-- begin DOCUMENT SEGMENT --

That's exactly how we did it with Duke. And our transition was actually very smooth! We used to do that when we brought the rescued Pits in, and that worked well with them too. I would highly recommend that too.


----------



## Verivus (Nov 7, 2010)

BWilson said:


> And yes, taking his space and making it mine as well as eye contact asserts my "alpha" place over him. *I'm not going to try to pin down a 125 lb. dog like a real alpha dog would*. This technique worked for us 25 years ago with MWDs, why wouldn't it work now?


Sorry, but you really don't know what you're talking about and I agree with what's already been said by others. A "real alpha dog" does not pin down other dogs to assert dominance. It's an old, out-dated, already disproved idea based on observation of captive wolves. In captive wolves the submissive behavior is not initiated by the "alpha", it is initiated by the wolf that feels threatened. In other words the "alpha" does NOT pin the other wolf. Wolves in the wild have been observed to NOT display this submissive behavior.


----------



## Elaine (Sep 10, 2006)

It sounds like you rushed the intro of the dogs. Even though they got along initially, you still have to watch them like a hawk for at least several days as they get to know each other. Not too surprising that this happened as the new dog was stressed with the new place and tried to resource guard the water dish. It's a shame, but not surprising.

As for doing intros on your property: not that big a deal. It helps if you do it elsewhere, but it's not critical so long as you watch them closely.

As for this two week shutdown: this has to be the most absurd thing I have ever heard of and do not support in any way shape or form.

As for you standing over the new dog dominating him: not smart. You could have gotten seriously bitten. 

Also the alpha roll is something that was an extremely bad training fad a long time ago and has fortunately pretty much died.

-- end DOCUMENT SEGMENT --

▸ **PROBLEMS TO SOLVE**:
1. In the forum thread on introducing dogs, what did the new dog try to resource guard?
2. Shorten the paragraph in the forum thread on introducing dogs that begins "Sorry, but you really don't know" into a bulleted list that keeps its main facts.
3. Write what comes next in the forum thread on introducing dogs, picking up after its final sentence.

-- begin DATA EXCERPT --

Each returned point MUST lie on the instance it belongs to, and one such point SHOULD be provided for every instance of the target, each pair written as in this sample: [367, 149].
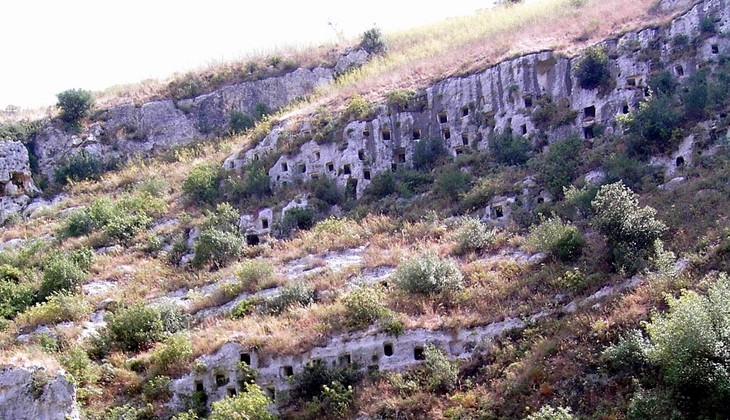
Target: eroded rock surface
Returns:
[33, 394]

-- end DATA EXCERPT --

▸ **ANSWERS BY TASK**:
1. The water dish.

2.
- The poster disagrees and backs what others have already said.
- A real alpha dog does not pin down other dogs to assert dominance.
- That idea is old, outdated and disproved, and it came from watching captive wolves.
- In captive wolves, the submissive behavior is started by the wolf that feels threatened, not by the alpha.
- Wolves in the wild have been observed not to show this submissive behavior.

3.
No reason not to try another adult dog if that's what you want. Just this time remember that the dogs do not know each other and can not be trusted together for at least a couple of weeks.


----------



## codmaster (Aug 5, 2009)

BWilson said:


> 1. MY dog isn't territorial or dog aggressive. We intro'd our other male this way and it was fine, never an aggression issue, ever. My son came and took the male back to Nebraska with him last November, and last month we went out there -with our dog- and they were like two puppies glad to see each other again.
> 2. OK- they walk along together, 1 1/2 hour away from home. They seem OK, then we put them in the truck and have a dogfight in the backseat on the highway? REALLY? That's better?
> 3. "2 week shutdown?" I'm assuming you mean no contact with the new dog as far as contact with the older dog? Contact with us? Yeah- not gonna happen.
> 4. Yup! Actually about 3 hours, but he showed no signs of domination toward humans. And yes, taking his space and making it mine as well as eye contact asserts my "alpha" place over him. I'm not going to try to pin down a 125 lb. dog like a real alpha dog would. This technique worked for us 25 years ago with MWDs, why wouldn't it work now?
> ...


 
Sounds like you really knew whar you were doing! Yep sure does. Don't need to lsten to anyone who has a lot of experience in introducing strang new dogs to each other.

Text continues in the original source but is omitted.